— OBJETIVO —
Transcribe tal cual, del texto sobre el acompañamiento a quien va a morir, el pasaje que va desde "La proximidad de" hasta "termina. ¿Qué podemos hacer?".

— FRAGMENTO DEL DOCUMENTO —
- - - - - - -

No es difícil entender lo que el enfermo terminal va a vivir en su caminar hacia el final. Agotamiento y debilidad extrema, miedo al dolor, impotencia al ver que la vida se escapa sin remedio, temor ante lo desconocido, pena inmensa al tener que abandonar a los seres queridos, miedo a estar solo en la hora final.
La proximidad de la muerte no aflige sólo al enfermo. Hace sufrir intensamente a los familiares, amigos y cuantos quieren de verdad a esa persona. Es duro estar junto al que va a morir. Se intenta, de muchas formas, mitigar la situación, pero todos sienten la impotencia y la pena de una vida querida que termina. ¿Qué podemos hacer?
Lo primero es estar cerca, no dejar solo al enfermo. Ya no se le puede curar, pero se le puede cuidar, acompañar, ayudar a vivir los últimos momentos de manera digna, serena y confiada. Es el momento de envolver a la persona enferma con lo mejor de nuestro afecto y ternura.
Es importante aliviar al máximo su dolor para que pueda vivir su proceso con la mayor serenidad posible. Esto significa calmar el dolor físico con los medios apropiados, pero también confortarlo en el sufrimiento moral y alentarlo en el momento de la crisis o la depresión.
El enfermo necesita los cuidados sanitarios que aseguren su mejor calidad de vida, pero puede necesitar también ayuda para curar heridas del pasado, para enfrentarse con serenidad a sentimientos oscuros de culpabilidad, para reconciliarse consigo mismo y con Dios, para despedirse de este mundo con paz. Es el momento de atender a sus demandas más hondas: ¿cómo se siente interiormente?, ¿a quién quiere tener cerca?, ¿cómo le podemos ayudar mejor?, ¿desea algo más?
Cuánto ayuda entonces poder hablar con fe y desde la fe. Poder sugerir al enfermo con palabras y gestos sencillos la ternura y la bondad de Dios que nos espera y acoge al final de la vida con amor insondable de Padre. Entonces, tal vez, escuchamos con más hondura las palabras de Jesús: «Os lo aseguro: el que cree tiene vida eterna».

José Antonio Pagola

HOMILIA

1996-1997 – DESPERTAR LA FE
10 de agosto de 1997

HACE PENSAR

El que cree tiene vida eterna.

Hemos de agradecer a F Savater su valentía al plantear la cuestión de la muerte. No es lo habitual en estos tiempos. Ya advertí en su momento la amplia atención que le prestaba en su Diccionario Filosófico (1995). Compruebo ahora que su reciente libro, Las preguntas de la vida, se abre precisamente con un capítulo dedicado a la muerte.
Con estilo claro e inconfundible, Savater nos coloca a todos ante la realidad ineludible de la muerte. Unico acontecimiento cierto e inevitable: «La vida está perdida de antemano.» Expenencia absolutamente personal e intransferible: «Me voy a morir yo y esto es lo terrible.» Realidad siempre inminente: «Me puedo morir en cualquier momento.»

- - - - - - -

Entradas de datos recopiladas

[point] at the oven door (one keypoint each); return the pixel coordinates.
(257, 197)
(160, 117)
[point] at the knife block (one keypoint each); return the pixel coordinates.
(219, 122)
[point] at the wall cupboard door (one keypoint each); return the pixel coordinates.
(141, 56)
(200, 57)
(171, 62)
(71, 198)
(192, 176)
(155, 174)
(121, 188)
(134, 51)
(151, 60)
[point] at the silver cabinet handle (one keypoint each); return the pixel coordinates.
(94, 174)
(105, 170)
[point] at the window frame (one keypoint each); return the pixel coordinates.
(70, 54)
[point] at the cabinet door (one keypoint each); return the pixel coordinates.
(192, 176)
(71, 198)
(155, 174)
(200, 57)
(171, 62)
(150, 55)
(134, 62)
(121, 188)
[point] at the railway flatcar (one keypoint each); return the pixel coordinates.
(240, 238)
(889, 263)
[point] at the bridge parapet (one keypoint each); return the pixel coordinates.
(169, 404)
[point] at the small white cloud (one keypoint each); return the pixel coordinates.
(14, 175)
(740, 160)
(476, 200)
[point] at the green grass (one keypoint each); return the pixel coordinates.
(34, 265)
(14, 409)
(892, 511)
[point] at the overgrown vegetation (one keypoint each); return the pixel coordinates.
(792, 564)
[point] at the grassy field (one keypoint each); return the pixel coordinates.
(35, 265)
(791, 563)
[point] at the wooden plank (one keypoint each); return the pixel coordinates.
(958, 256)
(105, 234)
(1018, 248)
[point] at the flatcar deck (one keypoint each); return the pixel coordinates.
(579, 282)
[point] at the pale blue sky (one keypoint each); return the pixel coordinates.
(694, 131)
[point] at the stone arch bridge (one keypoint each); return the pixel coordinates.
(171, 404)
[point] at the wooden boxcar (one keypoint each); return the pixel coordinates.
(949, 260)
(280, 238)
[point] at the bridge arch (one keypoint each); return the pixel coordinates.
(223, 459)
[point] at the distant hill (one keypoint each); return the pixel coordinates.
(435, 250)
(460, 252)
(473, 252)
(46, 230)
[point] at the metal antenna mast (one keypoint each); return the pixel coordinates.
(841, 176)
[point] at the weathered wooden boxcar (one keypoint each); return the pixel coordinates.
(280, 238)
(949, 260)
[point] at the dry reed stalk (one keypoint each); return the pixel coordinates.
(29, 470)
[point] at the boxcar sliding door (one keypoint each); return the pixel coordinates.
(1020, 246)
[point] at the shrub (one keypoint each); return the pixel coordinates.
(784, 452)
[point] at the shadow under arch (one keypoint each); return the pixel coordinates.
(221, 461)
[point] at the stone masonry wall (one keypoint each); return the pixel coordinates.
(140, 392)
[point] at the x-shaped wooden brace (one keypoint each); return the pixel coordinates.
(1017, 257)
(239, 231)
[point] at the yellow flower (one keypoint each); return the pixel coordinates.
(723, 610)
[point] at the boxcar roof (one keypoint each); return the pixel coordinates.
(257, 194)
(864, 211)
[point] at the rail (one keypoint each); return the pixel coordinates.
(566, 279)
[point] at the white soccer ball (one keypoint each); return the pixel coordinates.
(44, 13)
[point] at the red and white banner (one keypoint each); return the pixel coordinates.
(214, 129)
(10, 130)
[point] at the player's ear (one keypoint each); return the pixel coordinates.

- - - - - - -

— RESPUESTA —
La proximidad de la muerte no aflige sólo al enfermo. Hace sufrir intensamente a los familiares, amigos y cuantos quieren de verdad a esa persona. Es duro estar junto al que va a morir. Se intenta, de muchas formas, mitigar la situación, pero todos sienten la impotencia y la pena de una vida querida que termina. ¿Qué podemos hacer?